- Exercise task:
Rewrite the items below as a Markdown table with the columns Row and Line. Number each row in order and put one line beside each number, covering every item and leaving out blank lines.

## BEGIN Provided data

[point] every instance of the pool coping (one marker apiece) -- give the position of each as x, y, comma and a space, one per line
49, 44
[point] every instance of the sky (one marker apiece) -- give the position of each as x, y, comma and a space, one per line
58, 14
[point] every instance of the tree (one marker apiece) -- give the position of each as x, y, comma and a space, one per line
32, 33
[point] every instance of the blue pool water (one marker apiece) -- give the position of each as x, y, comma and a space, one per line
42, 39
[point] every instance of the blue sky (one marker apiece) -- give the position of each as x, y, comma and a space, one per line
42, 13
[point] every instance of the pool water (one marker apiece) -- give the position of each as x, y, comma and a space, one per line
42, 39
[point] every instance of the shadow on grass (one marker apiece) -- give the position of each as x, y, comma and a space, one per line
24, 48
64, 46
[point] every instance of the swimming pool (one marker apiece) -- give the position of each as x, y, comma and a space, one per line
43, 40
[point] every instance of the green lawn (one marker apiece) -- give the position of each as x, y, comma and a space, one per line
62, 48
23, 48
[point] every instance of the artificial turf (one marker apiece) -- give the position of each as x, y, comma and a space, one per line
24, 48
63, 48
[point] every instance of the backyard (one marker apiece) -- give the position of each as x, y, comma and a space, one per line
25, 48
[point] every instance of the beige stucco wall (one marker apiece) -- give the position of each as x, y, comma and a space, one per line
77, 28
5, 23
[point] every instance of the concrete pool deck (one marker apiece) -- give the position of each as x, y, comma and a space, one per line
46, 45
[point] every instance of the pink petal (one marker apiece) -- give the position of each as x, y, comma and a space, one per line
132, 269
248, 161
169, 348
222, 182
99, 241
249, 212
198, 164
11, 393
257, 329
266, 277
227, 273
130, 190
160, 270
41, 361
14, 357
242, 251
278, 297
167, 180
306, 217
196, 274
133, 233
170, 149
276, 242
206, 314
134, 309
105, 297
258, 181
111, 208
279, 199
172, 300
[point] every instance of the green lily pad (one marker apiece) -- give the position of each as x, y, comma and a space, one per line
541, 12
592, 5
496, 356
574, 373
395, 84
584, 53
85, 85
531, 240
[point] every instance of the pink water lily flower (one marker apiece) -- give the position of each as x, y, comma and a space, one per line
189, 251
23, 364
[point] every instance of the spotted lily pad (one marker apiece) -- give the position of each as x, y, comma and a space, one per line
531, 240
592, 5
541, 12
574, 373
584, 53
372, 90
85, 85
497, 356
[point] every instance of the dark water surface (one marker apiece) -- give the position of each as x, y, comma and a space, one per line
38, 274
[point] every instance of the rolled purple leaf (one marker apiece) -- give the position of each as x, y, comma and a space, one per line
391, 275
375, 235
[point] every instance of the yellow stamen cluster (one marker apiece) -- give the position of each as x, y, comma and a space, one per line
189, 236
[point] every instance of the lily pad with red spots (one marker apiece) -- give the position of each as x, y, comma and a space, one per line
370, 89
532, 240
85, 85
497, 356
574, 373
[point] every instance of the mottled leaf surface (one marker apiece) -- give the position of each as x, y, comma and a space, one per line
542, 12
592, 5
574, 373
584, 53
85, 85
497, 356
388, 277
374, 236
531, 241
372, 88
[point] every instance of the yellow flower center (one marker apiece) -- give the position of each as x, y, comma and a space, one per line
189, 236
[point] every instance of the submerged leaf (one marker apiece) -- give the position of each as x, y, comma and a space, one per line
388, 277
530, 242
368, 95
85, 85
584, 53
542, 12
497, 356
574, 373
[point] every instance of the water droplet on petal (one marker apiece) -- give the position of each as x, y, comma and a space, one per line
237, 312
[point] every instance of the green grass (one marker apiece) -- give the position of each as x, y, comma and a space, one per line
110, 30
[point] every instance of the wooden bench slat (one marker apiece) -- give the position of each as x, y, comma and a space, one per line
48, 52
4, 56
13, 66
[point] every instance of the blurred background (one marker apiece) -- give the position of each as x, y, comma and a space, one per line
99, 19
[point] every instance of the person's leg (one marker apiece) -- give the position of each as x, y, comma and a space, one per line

## END Provided data

- Exercise output:
| Row | Line |
|---|---|
| 1 | [point] every instance of the pool coping (one marker apiece) -- give the position of each as x, y, comma and a space, one per line |
| 2 | 49, 44 |
| 3 | [point] every instance of the sky (one marker apiece) -- give the position of each as x, y, comma and a space, one per line |
| 4 | 58, 14 |
| 5 | [point] every instance of the tree (one marker apiece) -- give the position of each as x, y, comma and a space, one per line |
| 6 | 32, 33 |
| 7 | [point] every instance of the blue pool water (one marker apiece) -- give the position of each as x, y, comma and a space, one per line |
| 8 | 42, 39 |
| 9 | [point] every instance of the blue sky (one marker apiece) -- give the position of each as x, y, comma and a space, one per line |
| 10 | 42, 13 |
| 11 | [point] every instance of the pool water (one marker apiece) -- give the position of each as x, y, comma and a space, one per line |
| 12 | 42, 39 |
| 13 | [point] every instance of the shadow on grass (one marker apiece) -- give the position of each as x, y, comma and a space, one per line |
| 14 | 24, 48 |
| 15 | 64, 46 |
| 16 | [point] every instance of the swimming pool (one marker apiece) -- give the position of each as x, y, comma and a space, one per line |
| 17 | 43, 40 |
| 18 | [point] every instance of the green lawn (one marker apiece) -- give the position of each as x, y, comma and a space, one per line |
| 19 | 62, 48 |
| 20 | 23, 48 |
| 21 | [point] every instance of the artificial turf (one marker apiece) -- give the position of each as x, y, comma and a space, one per line |
| 22 | 24, 48 |
| 23 | 63, 48 |
| 24 | [point] every instance of the backyard (one marker apiece) -- give the position of each as x, y, comma and a space, one per line |
| 25 | 25, 48 |
| 26 | [point] every instance of the beige stucco wall (one marker apiece) -- give the position of each as x, y, comma and a space, one per line |
| 27 | 77, 28 |
| 28 | 5, 23 |
| 29 | [point] every instance of the concrete pool deck (one marker apiece) -- give the position of each as x, y, comma and a space, one per line |
| 30 | 46, 45 |
| 31 | [point] every instance of the pink petal (one marker apiece) -- give the position of each as x, y, comma and a space, one per line |
| 32 | 132, 269 |
| 33 | 248, 161 |
| 34 | 169, 348 |
| 35 | 222, 182 |
| 36 | 99, 241 |
| 37 | 249, 212 |
| 38 | 198, 164 |
| 39 | 11, 393 |
| 40 | 257, 329 |
| 41 | 266, 277 |
| 42 | 227, 273 |
| 43 | 130, 190 |
| 44 | 160, 270 |
| 45 | 41, 361 |
| 46 | 14, 357 |
| 47 | 242, 251 |
| 48 | 278, 297 |
| 49 | 167, 180 |
| 50 | 306, 217 |
| 51 | 196, 274 |
| 52 | 133, 233 |
| 53 | 170, 149 |
| 54 | 276, 242 |
| 55 | 206, 314 |
| 56 | 134, 309 |
| 57 | 105, 297 |
| 58 | 258, 181 |
| 59 | 111, 208 |
| 60 | 279, 199 |
| 61 | 172, 300 |
| 62 | [point] every instance of the green lily pad (one marker apiece) -- give the position of each as x, y, comma and a space, one per line |
| 63 | 541, 12 |
| 64 | 592, 5 |
| 65 | 496, 356 |
| 66 | 574, 373 |
| 67 | 395, 84 |
| 68 | 584, 53 |
| 69 | 85, 85 |
| 70 | 531, 240 |
| 71 | [point] every instance of the pink water lily flower (one marker apiece) -- give the position of each as x, y, comma and a space, one per line |
| 72 | 189, 251 |
| 73 | 23, 364 |
| 74 | [point] every instance of the spotted lily pad (one marker apiece) -- give the position of each as x, y, comma and a space, one per line |
| 75 | 531, 240 |
| 76 | 592, 5 |
| 77 | 541, 12 |
| 78 | 574, 373 |
| 79 | 584, 53 |
| 80 | 372, 90 |
| 81 | 85, 85 |
| 82 | 497, 356 |
| 83 | [point] every instance of the dark water surface (one marker apiece) -- give the position of each as x, y, comma and a space, one per line |
| 84 | 38, 274 |
| 85 | [point] every instance of the rolled purple leaf (one marker apiece) -- give the position of each as x, y, comma and a space, one per line |
| 86 | 391, 275 |
| 87 | 375, 235 |
| 88 | [point] every instance of the yellow stamen cluster (one marker apiece) -- give the position of each as x, y, comma and a space, one per line |
| 89 | 189, 236 |
| 90 | [point] every instance of the lily pad with red spots (one marker apiece) -- give the position of each as x, y, comma and a space, one per line |
| 91 | 370, 89 |
| 92 | 532, 240 |
| 93 | 85, 85 |
| 94 | 497, 356 |
| 95 | 574, 373 |
| 96 | [point] every instance of the mottled leaf surface (one marker apiece) -- give the position of each as x, y, comma and a space, one per line |
| 97 | 542, 12 |
| 98 | 592, 5 |
| 99 | 574, 373 |
| 100 | 584, 53 |
| 101 | 85, 85 |
| 102 | 497, 356 |
| 103 | 388, 277 |
| 104 | 374, 236 |
| 105 | 531, 241 |
| 106 | 372, 88 |
| 107 | [point] every instance of the yellow flower center (one marker apiece) -- give the position of each as x, y, comma and a space, one per line |
| 108 | 189, 236 |
| 109 | [point] every instance of the submerged leaf (one marker apiece) -- give the position of each as x, y, comma and a space, one per line |
| 110 | 388, 277 |
| 111 | 530, 242 |
| 112 | 368, 95 |
| 113 | 85, 85 |
| 114 | 584, 53 |
| 115 | 542, 12 |
| 116 | 497, 356 |
| 117 | 574, 373 |
| 118 | [point] every instance of the water droplet on petal (one marker apiece) -- give the position of each as x, y, comma and a space, one per line |
| 119 | 237, 312 |
| 120 | [point] every instance of the green grass (one marker apiece) -- give the position of each as x, y, comma and a space, one per line |
| 121 | 110, 30 |
| 122 | [point] every instance of the wooden bench slat (one marker apiece) -- give the position of each as x, y, comma and a space, one per line |
| 123 | 48, 52 |
| 124 | 4, 56 |
| 125 | 13, 66 |
| 126 | [point] every instance of the blurred background (one marker apiece) -- give the position of each as x, y, comma and a space, one per line |
| 127 | 99, 19 |
| 128 | [point] every instance of the person's leg (one marker apiece) -- give the position of each as x, y, comma and a space, one per line |